(Records drawn from a dataset)
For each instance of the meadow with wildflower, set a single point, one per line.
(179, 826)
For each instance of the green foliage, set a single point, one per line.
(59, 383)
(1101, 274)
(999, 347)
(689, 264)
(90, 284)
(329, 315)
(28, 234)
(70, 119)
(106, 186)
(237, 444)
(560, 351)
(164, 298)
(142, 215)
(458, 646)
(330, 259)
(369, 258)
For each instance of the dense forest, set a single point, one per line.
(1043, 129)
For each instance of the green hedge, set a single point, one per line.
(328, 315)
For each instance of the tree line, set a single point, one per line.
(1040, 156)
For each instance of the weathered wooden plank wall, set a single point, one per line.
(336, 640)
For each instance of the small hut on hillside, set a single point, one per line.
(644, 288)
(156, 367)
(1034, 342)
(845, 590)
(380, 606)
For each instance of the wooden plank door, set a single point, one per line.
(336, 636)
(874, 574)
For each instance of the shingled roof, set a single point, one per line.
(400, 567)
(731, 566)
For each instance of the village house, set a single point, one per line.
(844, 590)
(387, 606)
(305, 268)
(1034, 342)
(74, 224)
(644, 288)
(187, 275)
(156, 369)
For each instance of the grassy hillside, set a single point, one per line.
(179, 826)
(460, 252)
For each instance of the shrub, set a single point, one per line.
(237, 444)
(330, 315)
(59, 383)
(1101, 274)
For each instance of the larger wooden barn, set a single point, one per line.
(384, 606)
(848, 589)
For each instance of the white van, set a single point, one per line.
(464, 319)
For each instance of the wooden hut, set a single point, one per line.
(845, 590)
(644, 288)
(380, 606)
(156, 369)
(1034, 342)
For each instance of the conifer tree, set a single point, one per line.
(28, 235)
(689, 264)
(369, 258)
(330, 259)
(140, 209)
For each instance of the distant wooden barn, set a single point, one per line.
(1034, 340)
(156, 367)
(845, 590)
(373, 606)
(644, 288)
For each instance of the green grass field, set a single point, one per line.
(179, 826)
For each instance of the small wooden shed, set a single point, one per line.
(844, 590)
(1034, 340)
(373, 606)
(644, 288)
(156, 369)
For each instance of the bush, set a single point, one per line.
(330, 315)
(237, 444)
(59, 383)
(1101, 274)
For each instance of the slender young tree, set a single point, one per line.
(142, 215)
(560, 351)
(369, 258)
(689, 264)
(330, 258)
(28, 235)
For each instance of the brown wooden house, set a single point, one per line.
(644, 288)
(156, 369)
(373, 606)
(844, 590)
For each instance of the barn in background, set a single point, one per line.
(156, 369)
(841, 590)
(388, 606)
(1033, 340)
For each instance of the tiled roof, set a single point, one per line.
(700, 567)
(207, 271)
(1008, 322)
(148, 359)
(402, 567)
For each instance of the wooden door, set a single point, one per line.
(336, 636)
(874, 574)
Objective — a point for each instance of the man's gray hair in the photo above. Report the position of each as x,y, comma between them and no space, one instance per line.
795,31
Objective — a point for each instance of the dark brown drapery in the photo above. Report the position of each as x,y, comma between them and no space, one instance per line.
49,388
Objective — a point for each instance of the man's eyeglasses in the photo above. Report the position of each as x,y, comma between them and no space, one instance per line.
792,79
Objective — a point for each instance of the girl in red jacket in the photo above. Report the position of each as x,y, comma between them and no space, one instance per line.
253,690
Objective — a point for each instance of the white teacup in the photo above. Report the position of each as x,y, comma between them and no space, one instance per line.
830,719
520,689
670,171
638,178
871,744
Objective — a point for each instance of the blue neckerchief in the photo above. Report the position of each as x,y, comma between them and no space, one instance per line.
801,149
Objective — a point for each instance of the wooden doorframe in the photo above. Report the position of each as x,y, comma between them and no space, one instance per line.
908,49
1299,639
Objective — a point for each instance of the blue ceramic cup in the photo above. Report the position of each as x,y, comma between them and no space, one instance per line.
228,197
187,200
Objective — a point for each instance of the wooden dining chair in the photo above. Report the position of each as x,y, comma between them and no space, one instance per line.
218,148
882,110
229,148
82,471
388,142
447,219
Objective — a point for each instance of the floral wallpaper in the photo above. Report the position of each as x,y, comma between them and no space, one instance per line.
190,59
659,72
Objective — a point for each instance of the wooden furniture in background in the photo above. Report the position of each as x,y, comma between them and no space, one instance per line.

> _Exercise requirements_
After the last line, print all the entries once again, unchanged.

> _The completed task_
For each instance of the meadow with wildflower, set a single point, one per line.
(179, 826)
For each instance of the green foliage, set a single point, one per line.
(59, 383)
(1101, 274)
(999, 347)
(689, 264)
(90, 284)
(329, 315)
(28, 234)
(70, 119)
(106, 186)
(237, 444)
(560, 351)
(164, 298)
(142, 215)
(458, 646)
(330, 259)
(369, 258)
For each instance of the dense forest, set a single point, one per line.
(1043, 129)
For each instance of the green hedge, set a single point, one per line.
(328, 315)
For each instance of the tree line, set a single point, one per line.
(1040, 156)
For each instance of the weathered wooden plank wall, set a single point, one per line.
(336, 640)
For each instance of the small hut on hillside, set a single point, one per line.
(644, 288)
(156, 367)
(1034, 342)
(845, 590)
(380, 606)
For each instance of the wooden plank door, set a single point, one per line.
(336, 636)
(874, 574)
For each instance of the shingled roof, set a single point, one per line.
(400, 567)
(731, 566)
For each instance of the village house, set a single point, one per line.
(844, 590)
(387, 606)
(305, 268)
(1034, 342)
(74, 224)
(644, 288)
(187, 275)
(156, 369)
For each instance of the grassy hillside, set a single point, one per line.
(179, 826)
(460, 252)
For each instance of the shrub, set a single point, one per line.
(237, 444)
(330, 315)
(59, 383)
(1101, 274)
For each instance of the larger wooden barn, set a single point, one per line.
(384, 606)
(848, 589)
For each instance of the white van, set a single point, one per line.
(464, 319)
For each instance of the wooden hut, set a single point, one per line.
(845, 590)
(644, 288)
(380, 606)
(156, 369)
(1034, 342)
For each instance of the conifer tree, set a single point, one per line.
(28, 235)
(689, 264)
(369, 258)
(330, 259)
(140, 209)
For each instance of the distant wooden barn, set a single point, one per line.
(1034, 340)
(156, 367)
(845, 590)
(373, 606)
(644, 288)
For each instance of the green grass field, set a single point, one per line.
(179, 826)
For each instance of the small wooden shed, set a single point, one per line.
(844, 590)
(1034, 340)
(373, 606)
(644, 288)
(156, 369)
For each instance of the bush, set a single point, one per line.
(330, 315)
(237, 444)
(59, 383)
(1101, 274)
For each instance of the slender young tree, set a single point, one per line.
(142, 215)
(560, 351)
(369, 258)
(689, 264)
(330, 258)
(28, 235)
For each instance of the brown wooden house, set a single point, one per line.
(644, 288)
(156, 369)
(373, 606)
(844, 590)
For each instance of the barn in background, set a single point, one per line.
(156, 369)
(841, 590)
(388, 606)
(1033, 340)
For each instance of the tiled roof, set a single point, one per line.
(700, 567)
(207, 271)
(1008, 322)
(148, 359)
(402, 567)
For each instance of the wooden door, set a single point, one per line.
(336, 636)
(874, 574)
Objective — a point for each instance of the man's gray hair in the photo above. Report the position of each as x,y, comma between them and no space, one instance per line.
795,31
Objective — a point for each instance of the dark brown drapery in the photo above. Report the position of each as x,y, comma between them and no space, one instance per line.
49,388
Objective — a point for each instance of the man's eyeglasses in the photo above. Report the position of each as x,y, comma between them and no space, one instance per line.
792,79
Objective — a point for each instance of the girl in red jacket in the photo above. Report the position of each as x,y, comma between them and no space, one instance per line.
253,690
Objective — a point for each instance of the white teacup in the photo above. Report the position of each as x,y, comma between them and no space, one instance per line.
830,719
520,689
670,171
638,178
871,744
Objective — a point for each instance of the blue neckerchief in the photo above. Report the position of each as x,y, comma between them and no space, one instance per line.
801,149
Objective — a point for each instance of the wooden doorframe in the photo above. Report the position of each as x,y, comma between them and no space, one instance per line.
908,49
1299,639
Objective — a point for each instance of the blue ceramic cup in the photo above. Report the position of each as x,y, comma between them and no space, one instance per line.
228,197
187,200
Objective — a point for each instance of the wooden dining chair in the photo above. Report the position of each as x,y, comma between them and no space, one instance per line.
218,148
882,110
229,148
82,471
388,142
447,219
Objective — a point for each instance of the floral wallpaper in the photo above. Report the position of each as x,y, comma between them and no space, one instance per line.
190,59
659,72
Objective — a point for each instance of the wooden furniture in background in the photo above. Report the position of each as x,y, comma between them and no space, one instance per line.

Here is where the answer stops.